TEXT EXCERPT START

I’ve also been fortunate to be on sets with some iconic directors as a minor league actor. Coppola (twice), Ron Howard, Clint Eastwood (twice), David Fincher… the thing they all have in common, that I could see, is that they hire good crew people, tell them what they want, and LET THEM DO THEIR JOBS. I saw no micro-managing and that freed them up to direct. To do their job and get their vision on film. Yes, the buck stops with them, but it’s a less crazy buck. I attempted to do the same thing in my small way on this film. And it worked. You trust people and mostly they respond with their best work.

But what I really loved about directing was the rush I got from it on set. How it just opened up floodgates of creativity in everyone. How as a director you can see something in a rehearsal or a first take and that makes you come up with the one thing that makes that scene special. Something you would have never thought of writing the script. This was an eye-opener for me as a writer. And will help me in the future throwing out my preconceived notions and personal ownership of my own writing and trust other directors do what they need to do with it. It was a GREAT letting go of ego lesson.

Once we were done shooting, I realized my job was not even half through. Post production, editing, sound effects, reshoots (yeah, reshoots), original music, titles, color correction, who knows what else.

Editing is surprisingly fun, especially if you have an amazing uber-experienced editor that has been recommended by a great director (who actually puts in a very good word for you with the editor).

Rick LaCompte is that film editor. Not a short film editor. His CV is filled with successful films. The posters from those films cover the walls of his huge work space. He even said, “I don’t usually do short films.” Again, I am amazed and grateful for my good fortune. Thank You God.

He proceeded to give me an eye-opening education on the art of editing. And it is an art. He is patient, understanding, endlessly creative, and honest. It didn’t take but about half a second to trust him completely. He didn’t let me down either. He has an uncanny talent for looking at all the footage for a scene as a whole and then effortlessly manipulating it to make it look better than you pictured it. And then building from there, remembering the smallest things he’d done in past scenes to achieve the tone, the look, and theme threads I told him I wanted for the film. An artist. I cannot recommend him more highly.

TEXT EXCERPT END

= REQUIRED TASKS =
(1) Do these statements agree with the excerpt on directing and editing? Answer yes or no for each, quoting the words from the excerpt that decide it.
(a) The film editor said he does not usually take on short films.
(b) The writer saw the well-known directors micro-managing their crews.
(c) The writer found editing tedious.
(2) Using the excerpt on directing and editing, answer these questions:
(a) Which two directors did the writer work with twice?
(b) What is the film editor's name?
(c) What covers the walls of the editor's work space?
(3) Return the part of the excerpt on directing and editing between "But what I really" and "of ego lesson.", inclusive, copied word for word.

INFORMATION SUPPLIED START

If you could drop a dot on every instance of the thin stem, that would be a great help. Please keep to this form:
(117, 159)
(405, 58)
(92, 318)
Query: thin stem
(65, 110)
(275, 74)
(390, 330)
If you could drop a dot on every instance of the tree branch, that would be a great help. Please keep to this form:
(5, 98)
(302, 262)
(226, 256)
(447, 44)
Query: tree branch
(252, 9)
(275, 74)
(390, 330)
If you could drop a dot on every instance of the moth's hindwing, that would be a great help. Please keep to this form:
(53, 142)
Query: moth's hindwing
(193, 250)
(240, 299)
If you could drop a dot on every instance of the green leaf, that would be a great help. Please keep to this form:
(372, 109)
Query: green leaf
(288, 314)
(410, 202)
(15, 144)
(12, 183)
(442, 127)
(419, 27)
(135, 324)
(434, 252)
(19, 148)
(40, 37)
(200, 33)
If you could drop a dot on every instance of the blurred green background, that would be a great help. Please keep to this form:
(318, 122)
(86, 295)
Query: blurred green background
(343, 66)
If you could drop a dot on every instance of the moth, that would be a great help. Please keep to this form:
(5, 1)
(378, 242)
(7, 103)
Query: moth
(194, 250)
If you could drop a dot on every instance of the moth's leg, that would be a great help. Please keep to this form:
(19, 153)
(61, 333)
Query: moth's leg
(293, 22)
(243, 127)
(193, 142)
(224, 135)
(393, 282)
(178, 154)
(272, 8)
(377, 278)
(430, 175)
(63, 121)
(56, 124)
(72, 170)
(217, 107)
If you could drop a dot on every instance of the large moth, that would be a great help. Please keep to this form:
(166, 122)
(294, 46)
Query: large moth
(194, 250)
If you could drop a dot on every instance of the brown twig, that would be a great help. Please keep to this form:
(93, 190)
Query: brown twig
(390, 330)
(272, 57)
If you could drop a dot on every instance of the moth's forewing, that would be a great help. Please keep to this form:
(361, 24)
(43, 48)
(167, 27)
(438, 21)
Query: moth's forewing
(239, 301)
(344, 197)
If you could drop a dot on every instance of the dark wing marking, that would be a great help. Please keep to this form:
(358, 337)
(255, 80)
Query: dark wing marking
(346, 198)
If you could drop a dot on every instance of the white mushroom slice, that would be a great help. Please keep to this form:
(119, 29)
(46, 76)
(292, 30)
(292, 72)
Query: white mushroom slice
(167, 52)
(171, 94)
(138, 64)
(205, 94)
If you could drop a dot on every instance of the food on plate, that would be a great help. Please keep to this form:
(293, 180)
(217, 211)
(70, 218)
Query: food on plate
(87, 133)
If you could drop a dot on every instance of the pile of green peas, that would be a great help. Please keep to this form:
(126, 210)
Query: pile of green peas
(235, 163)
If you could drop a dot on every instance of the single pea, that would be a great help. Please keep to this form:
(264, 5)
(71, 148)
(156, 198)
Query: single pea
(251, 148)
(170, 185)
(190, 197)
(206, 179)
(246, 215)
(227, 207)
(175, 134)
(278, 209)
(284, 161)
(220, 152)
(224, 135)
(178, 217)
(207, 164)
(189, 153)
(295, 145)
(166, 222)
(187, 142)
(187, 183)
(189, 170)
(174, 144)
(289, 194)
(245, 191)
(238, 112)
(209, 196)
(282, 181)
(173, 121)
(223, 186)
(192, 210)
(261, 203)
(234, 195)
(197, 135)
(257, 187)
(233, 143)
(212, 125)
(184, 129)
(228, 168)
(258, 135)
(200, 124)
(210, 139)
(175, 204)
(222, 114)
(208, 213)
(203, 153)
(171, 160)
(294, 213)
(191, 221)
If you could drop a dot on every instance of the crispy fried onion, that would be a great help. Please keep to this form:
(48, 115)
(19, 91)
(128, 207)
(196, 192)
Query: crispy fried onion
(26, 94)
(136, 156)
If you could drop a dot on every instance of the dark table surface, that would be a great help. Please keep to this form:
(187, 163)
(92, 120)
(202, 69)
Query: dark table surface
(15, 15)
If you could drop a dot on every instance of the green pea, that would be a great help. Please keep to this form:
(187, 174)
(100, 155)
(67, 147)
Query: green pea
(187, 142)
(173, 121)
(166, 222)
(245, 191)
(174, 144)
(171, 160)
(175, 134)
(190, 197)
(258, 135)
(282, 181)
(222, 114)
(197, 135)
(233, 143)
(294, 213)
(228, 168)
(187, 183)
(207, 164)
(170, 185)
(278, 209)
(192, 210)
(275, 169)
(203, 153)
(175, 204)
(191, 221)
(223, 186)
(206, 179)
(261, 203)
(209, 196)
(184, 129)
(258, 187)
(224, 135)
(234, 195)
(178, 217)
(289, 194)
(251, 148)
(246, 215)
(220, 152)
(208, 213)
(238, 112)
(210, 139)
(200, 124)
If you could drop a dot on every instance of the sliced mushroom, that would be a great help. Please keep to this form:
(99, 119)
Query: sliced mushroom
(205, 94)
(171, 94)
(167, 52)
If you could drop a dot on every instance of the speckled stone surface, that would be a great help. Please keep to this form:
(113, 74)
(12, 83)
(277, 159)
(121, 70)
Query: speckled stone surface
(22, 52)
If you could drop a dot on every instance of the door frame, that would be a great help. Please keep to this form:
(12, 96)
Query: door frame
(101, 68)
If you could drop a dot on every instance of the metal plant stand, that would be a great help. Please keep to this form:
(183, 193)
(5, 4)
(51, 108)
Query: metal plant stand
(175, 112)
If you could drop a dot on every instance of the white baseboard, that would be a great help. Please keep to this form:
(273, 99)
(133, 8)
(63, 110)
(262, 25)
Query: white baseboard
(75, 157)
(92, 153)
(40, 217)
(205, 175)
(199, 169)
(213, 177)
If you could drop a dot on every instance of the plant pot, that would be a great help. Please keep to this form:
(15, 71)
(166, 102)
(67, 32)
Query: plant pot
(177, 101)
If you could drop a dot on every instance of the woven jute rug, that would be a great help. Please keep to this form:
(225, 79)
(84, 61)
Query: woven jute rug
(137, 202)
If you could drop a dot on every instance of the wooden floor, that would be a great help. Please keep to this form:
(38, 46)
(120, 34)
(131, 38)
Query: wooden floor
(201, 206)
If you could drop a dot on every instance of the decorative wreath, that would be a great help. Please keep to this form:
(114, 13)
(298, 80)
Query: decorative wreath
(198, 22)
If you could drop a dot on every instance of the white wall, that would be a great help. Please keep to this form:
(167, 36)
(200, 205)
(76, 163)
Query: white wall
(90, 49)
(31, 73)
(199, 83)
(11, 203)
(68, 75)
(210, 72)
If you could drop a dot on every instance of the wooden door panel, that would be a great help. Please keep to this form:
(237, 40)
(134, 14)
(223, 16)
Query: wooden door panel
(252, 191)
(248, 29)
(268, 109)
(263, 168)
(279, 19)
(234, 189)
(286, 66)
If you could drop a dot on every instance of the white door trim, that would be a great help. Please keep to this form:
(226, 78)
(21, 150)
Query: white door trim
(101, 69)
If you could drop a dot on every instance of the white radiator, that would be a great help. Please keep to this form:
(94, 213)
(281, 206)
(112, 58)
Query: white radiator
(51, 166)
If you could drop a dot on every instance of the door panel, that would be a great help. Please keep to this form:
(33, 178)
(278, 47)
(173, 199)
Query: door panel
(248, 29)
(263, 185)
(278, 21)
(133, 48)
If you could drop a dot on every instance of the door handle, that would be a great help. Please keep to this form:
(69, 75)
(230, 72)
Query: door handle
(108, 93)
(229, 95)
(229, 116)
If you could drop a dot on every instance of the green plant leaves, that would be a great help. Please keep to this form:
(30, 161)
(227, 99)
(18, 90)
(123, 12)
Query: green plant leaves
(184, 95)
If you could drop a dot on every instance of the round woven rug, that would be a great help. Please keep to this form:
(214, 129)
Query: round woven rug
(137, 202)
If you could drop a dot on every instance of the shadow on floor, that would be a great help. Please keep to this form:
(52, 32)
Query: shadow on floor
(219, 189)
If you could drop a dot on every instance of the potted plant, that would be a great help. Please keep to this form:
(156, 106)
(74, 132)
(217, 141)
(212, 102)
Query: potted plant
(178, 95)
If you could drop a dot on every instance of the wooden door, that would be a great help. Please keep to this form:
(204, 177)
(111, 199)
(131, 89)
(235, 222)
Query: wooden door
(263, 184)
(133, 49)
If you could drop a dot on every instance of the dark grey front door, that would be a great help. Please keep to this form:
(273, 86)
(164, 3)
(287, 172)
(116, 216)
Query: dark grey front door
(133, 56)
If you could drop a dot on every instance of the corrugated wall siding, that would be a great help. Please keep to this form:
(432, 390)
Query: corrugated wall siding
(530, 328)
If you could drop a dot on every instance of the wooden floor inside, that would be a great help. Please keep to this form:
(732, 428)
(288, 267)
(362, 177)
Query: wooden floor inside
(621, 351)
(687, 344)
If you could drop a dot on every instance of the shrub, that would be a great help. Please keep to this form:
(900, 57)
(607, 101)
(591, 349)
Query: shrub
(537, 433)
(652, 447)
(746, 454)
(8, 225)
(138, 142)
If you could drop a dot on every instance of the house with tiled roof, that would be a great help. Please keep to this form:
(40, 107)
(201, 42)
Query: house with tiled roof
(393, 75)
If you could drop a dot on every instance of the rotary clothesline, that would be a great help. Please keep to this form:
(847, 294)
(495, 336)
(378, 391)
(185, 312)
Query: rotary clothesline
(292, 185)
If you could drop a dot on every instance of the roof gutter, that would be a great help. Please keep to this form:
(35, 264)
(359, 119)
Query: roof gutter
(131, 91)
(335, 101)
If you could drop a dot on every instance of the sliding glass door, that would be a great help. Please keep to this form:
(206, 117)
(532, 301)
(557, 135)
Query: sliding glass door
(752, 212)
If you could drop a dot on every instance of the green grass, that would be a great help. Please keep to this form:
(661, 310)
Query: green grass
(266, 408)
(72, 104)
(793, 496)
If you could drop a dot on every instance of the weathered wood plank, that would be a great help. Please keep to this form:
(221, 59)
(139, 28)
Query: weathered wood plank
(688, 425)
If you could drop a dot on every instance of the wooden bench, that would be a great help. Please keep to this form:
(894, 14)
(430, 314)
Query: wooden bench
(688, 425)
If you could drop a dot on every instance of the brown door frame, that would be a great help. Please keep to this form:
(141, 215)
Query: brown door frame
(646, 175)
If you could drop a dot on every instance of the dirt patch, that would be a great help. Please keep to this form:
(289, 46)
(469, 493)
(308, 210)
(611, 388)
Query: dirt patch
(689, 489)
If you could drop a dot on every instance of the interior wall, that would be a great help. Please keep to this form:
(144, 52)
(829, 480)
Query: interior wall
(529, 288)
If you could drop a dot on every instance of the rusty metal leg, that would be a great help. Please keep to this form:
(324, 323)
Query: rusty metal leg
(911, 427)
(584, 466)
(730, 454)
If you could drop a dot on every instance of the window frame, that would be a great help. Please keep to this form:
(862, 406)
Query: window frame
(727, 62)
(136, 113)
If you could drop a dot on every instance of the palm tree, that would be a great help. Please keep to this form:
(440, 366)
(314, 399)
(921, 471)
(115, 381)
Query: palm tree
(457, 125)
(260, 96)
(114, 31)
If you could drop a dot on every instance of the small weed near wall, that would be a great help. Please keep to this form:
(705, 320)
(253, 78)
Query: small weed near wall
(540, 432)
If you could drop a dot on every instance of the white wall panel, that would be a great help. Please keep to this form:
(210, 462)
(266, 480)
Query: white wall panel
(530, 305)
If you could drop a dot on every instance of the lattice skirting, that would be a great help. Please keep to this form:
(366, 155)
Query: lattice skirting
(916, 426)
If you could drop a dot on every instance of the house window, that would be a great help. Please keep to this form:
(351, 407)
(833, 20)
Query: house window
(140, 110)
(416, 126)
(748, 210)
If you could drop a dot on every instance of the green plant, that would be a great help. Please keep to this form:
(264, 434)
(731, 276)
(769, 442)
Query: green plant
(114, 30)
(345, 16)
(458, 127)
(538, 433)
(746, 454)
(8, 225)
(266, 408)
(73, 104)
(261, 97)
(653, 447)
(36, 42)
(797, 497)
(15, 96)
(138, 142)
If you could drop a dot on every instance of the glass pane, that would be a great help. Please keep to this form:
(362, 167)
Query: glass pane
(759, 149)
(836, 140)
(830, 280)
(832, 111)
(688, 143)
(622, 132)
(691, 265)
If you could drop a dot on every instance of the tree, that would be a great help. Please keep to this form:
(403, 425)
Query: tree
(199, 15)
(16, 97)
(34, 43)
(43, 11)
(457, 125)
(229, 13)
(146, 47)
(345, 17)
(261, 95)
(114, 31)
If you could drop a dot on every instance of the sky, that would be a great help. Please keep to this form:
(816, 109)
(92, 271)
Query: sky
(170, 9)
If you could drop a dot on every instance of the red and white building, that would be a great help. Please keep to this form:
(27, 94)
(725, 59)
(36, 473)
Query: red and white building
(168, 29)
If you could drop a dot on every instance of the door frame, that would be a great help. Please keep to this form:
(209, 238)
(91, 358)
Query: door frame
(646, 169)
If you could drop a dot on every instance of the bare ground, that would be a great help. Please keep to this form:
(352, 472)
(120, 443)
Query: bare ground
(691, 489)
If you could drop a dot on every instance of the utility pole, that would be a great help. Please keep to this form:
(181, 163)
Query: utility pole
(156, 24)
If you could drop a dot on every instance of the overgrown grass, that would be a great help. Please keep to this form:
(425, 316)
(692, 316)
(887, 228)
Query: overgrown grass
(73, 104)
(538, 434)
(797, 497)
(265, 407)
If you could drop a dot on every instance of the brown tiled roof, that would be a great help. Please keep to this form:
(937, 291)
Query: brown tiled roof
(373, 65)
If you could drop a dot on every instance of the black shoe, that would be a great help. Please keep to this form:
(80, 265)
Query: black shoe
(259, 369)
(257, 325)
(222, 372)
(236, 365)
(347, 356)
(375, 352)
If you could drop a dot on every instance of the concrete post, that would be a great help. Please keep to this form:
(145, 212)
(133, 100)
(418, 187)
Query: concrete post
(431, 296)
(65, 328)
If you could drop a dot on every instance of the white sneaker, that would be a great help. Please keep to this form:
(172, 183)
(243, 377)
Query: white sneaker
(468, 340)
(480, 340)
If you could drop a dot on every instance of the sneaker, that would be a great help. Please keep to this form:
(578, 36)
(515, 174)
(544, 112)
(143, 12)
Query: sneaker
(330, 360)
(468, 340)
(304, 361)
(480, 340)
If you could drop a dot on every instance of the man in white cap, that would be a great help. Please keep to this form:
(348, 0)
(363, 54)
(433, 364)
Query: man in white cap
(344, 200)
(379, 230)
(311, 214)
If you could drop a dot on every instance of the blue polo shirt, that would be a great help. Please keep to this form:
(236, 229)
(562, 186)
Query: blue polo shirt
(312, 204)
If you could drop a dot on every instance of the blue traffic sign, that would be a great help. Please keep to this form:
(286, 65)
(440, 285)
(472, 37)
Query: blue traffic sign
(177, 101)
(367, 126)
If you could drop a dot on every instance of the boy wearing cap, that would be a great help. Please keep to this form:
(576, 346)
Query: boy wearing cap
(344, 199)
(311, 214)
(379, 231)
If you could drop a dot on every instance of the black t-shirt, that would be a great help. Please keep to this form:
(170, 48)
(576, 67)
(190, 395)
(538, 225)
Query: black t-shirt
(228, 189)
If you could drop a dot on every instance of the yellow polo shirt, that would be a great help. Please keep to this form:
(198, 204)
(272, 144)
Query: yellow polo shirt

INFORMATION SUPPLIED END

= RESULTS FOR EACH TASK =
(1)
(a) Yes: "I don’t usually do short films."
(b) No: "I saw no micro-managing"
(c) No: "Editing is surprisingly fun"

(2)
(a) Coppola and Clint Eastwood
(b) Rick LaCompte
(c) The posters from his films

(3)
But what I really loved about directing was the rush I got from it on set. How it just opened up floodgates of creativity in everyone. How as a director you can see something in a rehearsal or a first take and that makes you come up with the one thing that makes that scene special. Something you would have never thought of writing the script. This was an eye-opener for me as a writer. And will help me in the future throwing out my preconceived notions and personal ownership of my own writing and trust other directors do what they need to do with it. It was a GREAT letting go of ego lesson.